Locate each line of the material below that contains the word "palm" and copy those lines.
===== Input for this task
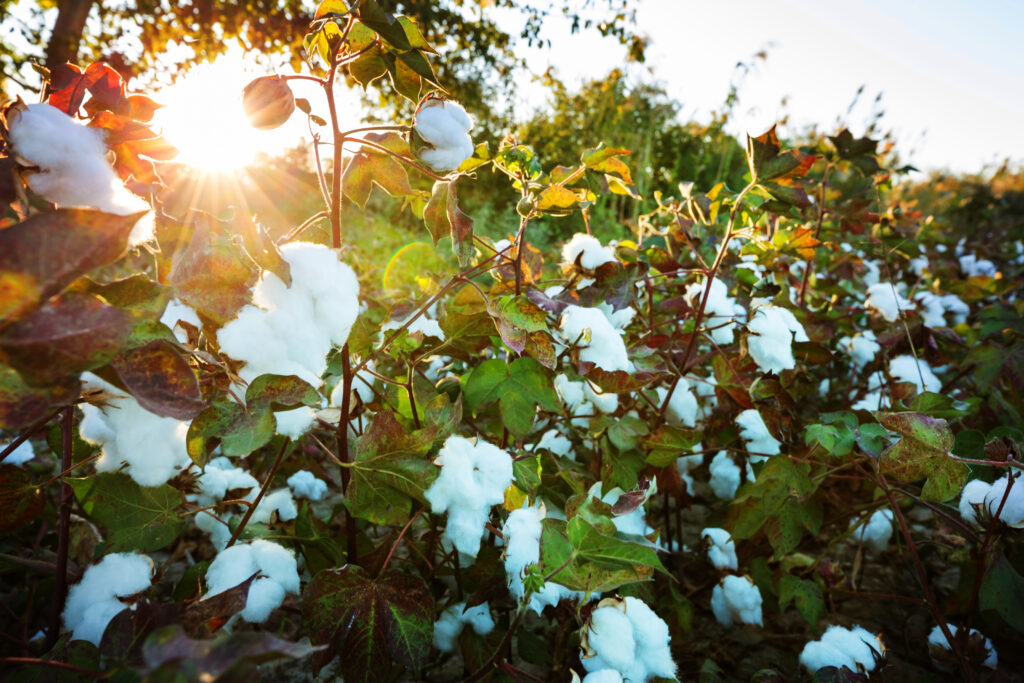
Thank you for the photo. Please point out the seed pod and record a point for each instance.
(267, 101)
==========
===== Input for this task
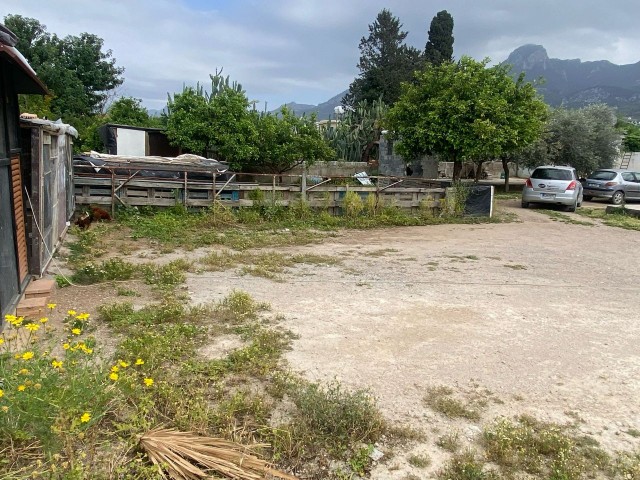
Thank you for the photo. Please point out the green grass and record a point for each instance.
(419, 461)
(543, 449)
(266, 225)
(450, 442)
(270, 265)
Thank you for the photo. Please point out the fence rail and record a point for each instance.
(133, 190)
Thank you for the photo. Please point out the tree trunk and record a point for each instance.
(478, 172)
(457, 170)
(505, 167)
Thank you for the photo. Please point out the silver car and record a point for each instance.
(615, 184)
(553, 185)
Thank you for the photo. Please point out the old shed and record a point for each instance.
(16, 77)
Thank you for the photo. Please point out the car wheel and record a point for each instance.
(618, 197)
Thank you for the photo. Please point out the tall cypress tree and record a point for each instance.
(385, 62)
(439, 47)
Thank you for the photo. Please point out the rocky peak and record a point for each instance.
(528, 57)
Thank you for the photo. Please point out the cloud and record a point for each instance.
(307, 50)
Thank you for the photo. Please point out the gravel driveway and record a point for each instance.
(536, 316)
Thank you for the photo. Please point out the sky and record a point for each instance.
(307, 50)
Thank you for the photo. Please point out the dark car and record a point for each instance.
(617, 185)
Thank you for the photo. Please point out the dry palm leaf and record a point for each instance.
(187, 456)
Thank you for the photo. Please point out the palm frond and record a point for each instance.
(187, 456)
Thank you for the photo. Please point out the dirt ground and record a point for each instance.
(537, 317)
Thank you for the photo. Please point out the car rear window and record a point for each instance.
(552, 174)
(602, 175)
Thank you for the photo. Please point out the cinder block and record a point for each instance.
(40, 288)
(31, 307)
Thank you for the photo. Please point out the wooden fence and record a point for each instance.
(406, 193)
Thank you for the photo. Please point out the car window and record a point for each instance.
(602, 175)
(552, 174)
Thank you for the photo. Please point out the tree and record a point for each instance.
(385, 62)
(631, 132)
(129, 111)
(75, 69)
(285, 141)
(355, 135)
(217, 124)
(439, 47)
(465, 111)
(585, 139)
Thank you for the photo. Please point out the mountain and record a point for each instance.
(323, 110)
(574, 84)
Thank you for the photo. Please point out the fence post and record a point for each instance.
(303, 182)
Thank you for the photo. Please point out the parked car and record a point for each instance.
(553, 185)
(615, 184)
==========
Result for this exercise =>
Thank you for the photo. Please point out the dry palm leaf and record a point for each instance.
Thank you for the photo. Please point out the palm frond and record a point for each instance.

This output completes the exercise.